■ WHAT YOU SHOULD DO
Write out the whole listing below word for word, leaving out no line.

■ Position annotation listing
====================

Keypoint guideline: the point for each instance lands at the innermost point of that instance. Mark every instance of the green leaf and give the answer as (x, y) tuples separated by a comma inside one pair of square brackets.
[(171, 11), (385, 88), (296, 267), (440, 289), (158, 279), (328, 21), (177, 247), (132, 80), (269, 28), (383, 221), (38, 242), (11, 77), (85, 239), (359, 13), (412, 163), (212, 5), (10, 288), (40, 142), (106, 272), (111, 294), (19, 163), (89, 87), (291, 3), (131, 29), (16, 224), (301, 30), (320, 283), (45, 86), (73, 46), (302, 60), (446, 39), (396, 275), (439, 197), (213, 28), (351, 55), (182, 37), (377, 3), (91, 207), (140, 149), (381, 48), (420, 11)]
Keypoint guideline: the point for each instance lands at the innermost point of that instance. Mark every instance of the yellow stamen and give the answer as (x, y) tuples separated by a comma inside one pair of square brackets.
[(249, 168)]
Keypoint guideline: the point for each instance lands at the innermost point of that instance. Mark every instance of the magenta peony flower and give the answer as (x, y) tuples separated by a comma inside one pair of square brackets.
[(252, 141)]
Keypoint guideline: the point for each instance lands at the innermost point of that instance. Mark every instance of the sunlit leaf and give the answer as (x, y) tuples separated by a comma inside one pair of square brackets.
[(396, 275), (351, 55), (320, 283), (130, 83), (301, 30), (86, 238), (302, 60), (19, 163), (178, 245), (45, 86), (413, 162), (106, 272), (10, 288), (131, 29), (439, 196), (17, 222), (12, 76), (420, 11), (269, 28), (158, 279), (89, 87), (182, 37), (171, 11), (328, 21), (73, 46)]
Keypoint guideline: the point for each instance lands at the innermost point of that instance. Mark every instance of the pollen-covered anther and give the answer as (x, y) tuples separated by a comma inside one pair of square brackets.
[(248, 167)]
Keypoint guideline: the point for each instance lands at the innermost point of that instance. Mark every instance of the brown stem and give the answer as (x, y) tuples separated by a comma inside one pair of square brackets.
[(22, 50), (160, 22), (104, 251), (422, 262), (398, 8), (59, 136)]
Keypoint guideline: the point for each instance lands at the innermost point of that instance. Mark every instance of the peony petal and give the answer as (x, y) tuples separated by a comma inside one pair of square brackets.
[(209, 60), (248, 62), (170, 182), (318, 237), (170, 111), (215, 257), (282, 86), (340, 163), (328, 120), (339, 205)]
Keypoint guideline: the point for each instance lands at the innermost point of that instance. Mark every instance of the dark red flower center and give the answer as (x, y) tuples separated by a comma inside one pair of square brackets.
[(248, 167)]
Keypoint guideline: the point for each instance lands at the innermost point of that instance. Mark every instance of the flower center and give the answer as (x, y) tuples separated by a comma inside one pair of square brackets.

====================

■ SOLUTION TO THIS TASK
Keypoint guideline: the point for each instance lands at the innermost point of that instance. Mark every instance of the green leaf and give the answer as (x, y) tuples separated by a comma inside one pair of square brackets.
[(171, 11), (385, 88), (296, 267), (440, 289), (158, 279), (328, 21), (177, 247), (132, 80), (269, 28), (383, 221), (38, 242), (11, 77), (85, 239), (359, 13), (412, 163), (212, 5), (10, 288), (40, 142), (106, 272), (111, 294), (19, 163), (89, 87), (291, 3), (131, 29), (16, 224), (301, 30), (320, 283), (45, 86), (73, 46), (302, 60), (446, 39), (396, 275), (439, 197), (213, 28), (351, 55), (182, 37), (377, 3), (91, 207), (140, 149), (381, 48), (420, 11)]
Keypoint guideline: the point for each instance lands at the innermost point of that instance. Mark every instance of the yellow stamen and give the answer as (x, y) tuples separated by a comma inside one pair of square brackets.
[(249, 168)]
Keypoint guideline: the point for each instance lands at the innermost point of that instance. Mark every instance of the magenta peony flower and give the answer as (x, y) tuples separated by a comma inside one pair of square brackets.
[(252, 141)]
Keypoint guideline: the point for each instance lands at the innermost point of that instance. Mark every instance of the sunlit leaf and give the answer as (x, y) tuples separated by a comma inside one pair of square brackets.
[(396, 275), (351, 55), (320, 283), (130, 83), (301, 30), (86, 238), (302, 60), (19, 163), (178, 245), (45, 86), (413, 162), (106, 272), (10, 288), (131, 29), (439, 196), (17, 222), (12, 76), (420, 11), (269, 28), (158, 279), (89, 87), (182, 37), (171, 11), (328, 21), (73, 46)]
Keypoint guideline: the point for each instance lands at the innermost point of that instance. Mark every instance of the pollen-covered anther and give the answer as (x, y) tuples separated by a comma inside one pair of square brackets.
[(248, 167)]
Keypoint guideline: the point for each instance lands at the innermost point of that instance. Mark every instance of the brown stem and give the answer as (x, y) tuples separated by a comma inside one pair of square brackets.
[(22, 50), (160, 22), (104, 251), (422, 262), (398, 8), (59, 136)]
Keypoint guideline: the point for each instance lands at the innermost point of that instance. Mark every instance of the peony petal and give the answer as (x, y) tuples separated by a comma inside one pair of square brackets.
[(209, 60), (248, 62), (170, 182), (318, 237), (170, 111), (215, 257), (282, 86), (340, 163), (328, 120), (339, 205)]
Keypoint guideline: the point for each instance lands at the innermost point of that instance. Mark every instance of the dark red flower center and give the answer as (x, y) tuples separated by a comma inside one pair of square brackets.
[(248, 167)]
Keypoint guideline: the point for each instance lands at the innermost point of that instance. Mark every instance of the flower center and give the answer as (x, y) tuples separated by a comma inside one pair of square brackets.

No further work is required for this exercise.